Requirements:
Using the passage on USS Patroon, please explain in one to three sentences why the Union Navy had the ship patrol off the Confederate coast.

Selection:
:::::

USS Patroon was a screw steamer acquired by the United States Navy during the American Civil War. The Union Navy used her to patrol off the coast of the Confederate States of America to enforce the Union blockade.

Construction, acquisition, and commissioning 

Patroon, a wooden screw steamer built at Philadelphia, Pennsylvania, in 1859, was purchased from R. T. Loper by the U.S. Navy 28 October 1861 at Trenton, New Jersey. She was commissioned as USS Patroon at the New York Navy Yard in Brooklyn, New York, on 18 March 1862 with acting Master Edward McKeige in command.

Service history 

Assigned to the South Atlantic Blockading Squadron, Patroon was stationed off the coast of Florida off the St. Johns River early in May 1862. She spent most of her naval career operating along the coast of Florida, enforcing the blockade, silencing Confederate coastal artillery, and gathering intelligence about Confederate defenses.

:::::

Given data:
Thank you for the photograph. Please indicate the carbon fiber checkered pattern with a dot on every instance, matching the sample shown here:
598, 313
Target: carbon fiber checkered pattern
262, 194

:::::

Answer for this exercise:
The Union Navy had Patroon patrol off the coast of the Confederate States of America to enforce the Union blockade.